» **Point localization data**
Segment Open

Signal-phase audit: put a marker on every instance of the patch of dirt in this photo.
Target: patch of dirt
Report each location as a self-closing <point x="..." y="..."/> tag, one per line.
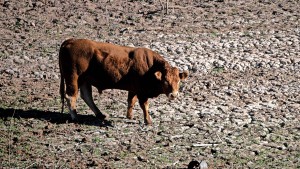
<point x="226" y="116"/>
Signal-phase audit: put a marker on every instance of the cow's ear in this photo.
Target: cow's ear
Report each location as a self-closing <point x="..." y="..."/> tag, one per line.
<point x="183" y="75"/>
<point x="158" y="75"/>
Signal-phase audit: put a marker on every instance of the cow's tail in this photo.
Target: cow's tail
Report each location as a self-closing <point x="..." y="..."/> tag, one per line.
<point x="62" y="81"/>
<point x="62" y="91"/>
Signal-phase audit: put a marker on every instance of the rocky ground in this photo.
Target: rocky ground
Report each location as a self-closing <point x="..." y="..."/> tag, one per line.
<point x="240" y="107"/>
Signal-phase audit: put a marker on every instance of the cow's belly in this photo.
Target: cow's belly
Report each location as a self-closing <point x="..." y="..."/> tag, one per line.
<point x="106" y="82"/>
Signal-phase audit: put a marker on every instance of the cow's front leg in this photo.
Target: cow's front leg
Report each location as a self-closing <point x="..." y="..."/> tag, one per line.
<point x="145" y="107"/>
<point x="132" y="98"/>
<point x="71" y="95"/>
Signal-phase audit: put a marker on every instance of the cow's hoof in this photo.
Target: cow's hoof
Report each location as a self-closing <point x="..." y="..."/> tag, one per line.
<point x="148" y="122"/>
<point x="129" y="116"/>
<point x="102" y="116"/>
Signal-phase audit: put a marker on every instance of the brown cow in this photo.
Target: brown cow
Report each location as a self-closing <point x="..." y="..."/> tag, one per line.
<point x="140" y="71"/>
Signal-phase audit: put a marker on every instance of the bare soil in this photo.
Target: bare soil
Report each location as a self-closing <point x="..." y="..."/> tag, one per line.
<point x="228" y="117"/>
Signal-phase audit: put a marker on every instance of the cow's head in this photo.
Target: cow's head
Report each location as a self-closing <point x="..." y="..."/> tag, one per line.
<point x="170" y="80"/>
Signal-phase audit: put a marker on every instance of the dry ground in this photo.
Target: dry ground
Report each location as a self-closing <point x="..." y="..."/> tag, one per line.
<point x="229" y="116"/>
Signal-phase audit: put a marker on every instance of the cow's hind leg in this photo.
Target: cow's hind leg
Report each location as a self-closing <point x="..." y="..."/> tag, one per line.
<point x="132" y="98"/>
<point x="144" y="103"/>
<point x="86" y="95"/>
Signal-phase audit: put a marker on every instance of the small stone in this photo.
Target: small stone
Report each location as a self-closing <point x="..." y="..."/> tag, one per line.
<point x="203" y="165"/>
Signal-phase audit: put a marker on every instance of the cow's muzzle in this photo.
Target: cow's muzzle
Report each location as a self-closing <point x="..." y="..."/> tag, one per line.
<point x="173" y="95"/>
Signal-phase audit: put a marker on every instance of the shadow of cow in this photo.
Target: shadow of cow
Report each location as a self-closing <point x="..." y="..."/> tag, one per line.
<point x="53" y="117"/>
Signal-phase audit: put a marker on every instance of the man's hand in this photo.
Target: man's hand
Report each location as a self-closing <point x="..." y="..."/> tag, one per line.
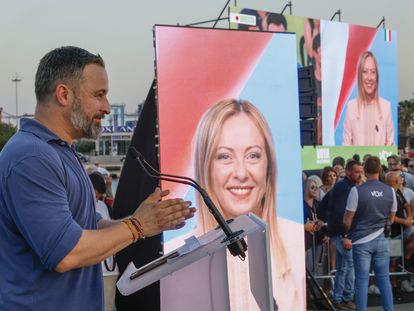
<point x="347" y="244"/>
<point x="157" y="216"/>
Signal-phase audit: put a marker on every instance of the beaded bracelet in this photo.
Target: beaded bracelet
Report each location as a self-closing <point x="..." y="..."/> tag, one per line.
<point x="138" y="226"/>
<point x="131" y="227"/>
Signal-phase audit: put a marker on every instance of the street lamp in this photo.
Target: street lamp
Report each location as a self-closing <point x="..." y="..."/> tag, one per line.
<point x="16" y="79"/>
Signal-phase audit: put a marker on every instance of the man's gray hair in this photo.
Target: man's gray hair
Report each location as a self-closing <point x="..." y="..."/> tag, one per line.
<point x="62" y="65"/>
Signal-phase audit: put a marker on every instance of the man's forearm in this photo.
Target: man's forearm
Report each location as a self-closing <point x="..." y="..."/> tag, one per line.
<point x="96" y="245"/>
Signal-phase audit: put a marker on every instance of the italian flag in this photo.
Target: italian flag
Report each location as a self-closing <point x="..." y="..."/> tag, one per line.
<point x="387" y="35"/>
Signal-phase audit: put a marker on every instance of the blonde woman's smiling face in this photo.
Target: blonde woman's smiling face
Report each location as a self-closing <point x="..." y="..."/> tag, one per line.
<point x="238" y="167"/>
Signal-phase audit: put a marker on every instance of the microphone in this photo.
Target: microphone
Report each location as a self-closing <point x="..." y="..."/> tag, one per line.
<point x="237" y="246"/>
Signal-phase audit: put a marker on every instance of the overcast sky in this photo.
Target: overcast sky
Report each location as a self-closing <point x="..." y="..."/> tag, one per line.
<point x="121" y="31"/>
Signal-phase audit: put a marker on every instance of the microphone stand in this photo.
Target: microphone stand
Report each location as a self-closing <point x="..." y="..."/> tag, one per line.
<point x="237" y="245"/>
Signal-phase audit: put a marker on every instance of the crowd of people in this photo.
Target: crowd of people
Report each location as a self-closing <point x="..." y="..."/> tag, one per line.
<point x="351" y="211"/>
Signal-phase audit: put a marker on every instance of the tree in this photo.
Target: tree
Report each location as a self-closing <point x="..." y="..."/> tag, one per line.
<point x="405" y="119"/>
<point x="6" y="131"/>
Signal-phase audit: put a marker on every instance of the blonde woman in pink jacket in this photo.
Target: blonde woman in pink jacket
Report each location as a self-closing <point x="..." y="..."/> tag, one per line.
<point x="368" y="120"/>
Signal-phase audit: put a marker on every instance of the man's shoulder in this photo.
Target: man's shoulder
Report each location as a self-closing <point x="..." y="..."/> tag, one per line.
<point x="342" y="185"/>
<point x="24" y="146"/>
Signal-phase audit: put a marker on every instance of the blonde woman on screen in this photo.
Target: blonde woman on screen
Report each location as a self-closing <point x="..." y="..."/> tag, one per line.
<point x="368" y="120"/>
<point x="235" y="162"/>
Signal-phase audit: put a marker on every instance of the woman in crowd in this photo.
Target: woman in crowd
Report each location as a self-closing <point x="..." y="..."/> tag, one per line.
<point x="329" y="179"/>
<point x="235" y="162"/>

Segment Closed

What must be returned is a bare number, the count of lines in the entries holding the string "lamp".

2